◆ **Short problem 1**
Answer these questions about the per user rate limiting page:
(a) According to the definition, what does each user have?
(b) What example allocation per user is given?
(c) What should be used when sharding across multiple Redis instances?
◆ **Short problem 2**
Retype the per user rate limiting page word for word, starting at "Why Identity Matters" and ending at "multiple Redis instances.".

Per User Rate Limiting: Identity Based Quota Enforcement

Definition
Per User Rate Limiting tracks API usage against authenticated user identities, enforcing individual quotas. Each user has their own counter and limit, ensuring one heavy user cannot impact others regardless of how many requests they send.
Why Identity Matters
Per user limiting is the most common and fairest approach for authenticated APIs. Each user gets their allocation (say 1,000 requests/hour) regardless of which IP they use or how many devices they have. A user on mobile, laptop, and tablet all share the same user budget. This is what users expect when paying for an API plan.
Key Design: User ID Extraction
The rate limiting key is the user identifier from the authentication layer. Common patterns: JWT sub claim, API key lookup, session user ID. This must happen AFTER authentication, so per user limits only apply to authenticated endpoints. Key format: ratelimit:user:{user_id}:{window}. Use consistent hashing if sharding across multiple Redis instances.

◆ **Supplied data**
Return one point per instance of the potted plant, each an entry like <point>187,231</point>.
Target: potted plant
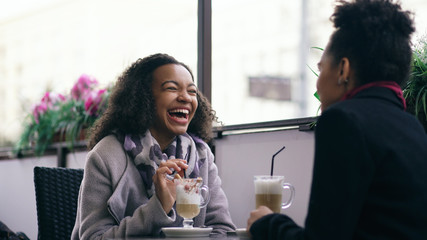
<point>415,89</point>
<point>61,118</point>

◆ **Right answer 1**
(a) Their own counter and limit.
(b) 1,000 requests/hour.
(c) Consistent hashing.

◆ **Right answer 2**
Why Identity Matters
Per user limiting is the most common and fairest approach for authenticated APIs. Each user gets their allocation (say 1,000 requests/hour) regardless of which IP they use or how many devices they have. A user on mobile, laptop, and tablet all share the same user budget. This is what users expect when paying for an API plan.
Key Design: User ID Extraction
The rate limiting key is the user identifier from the authentication layer. Common patterns: JWT sub claim, API key lookup, session user ID. This must happen AFTER authentication, so per user limits only apply to authenticated endpoints. Key format: ratelimit:user:{user_id}:{window}. Use consistent hashing if sharding across multiple Redis instances.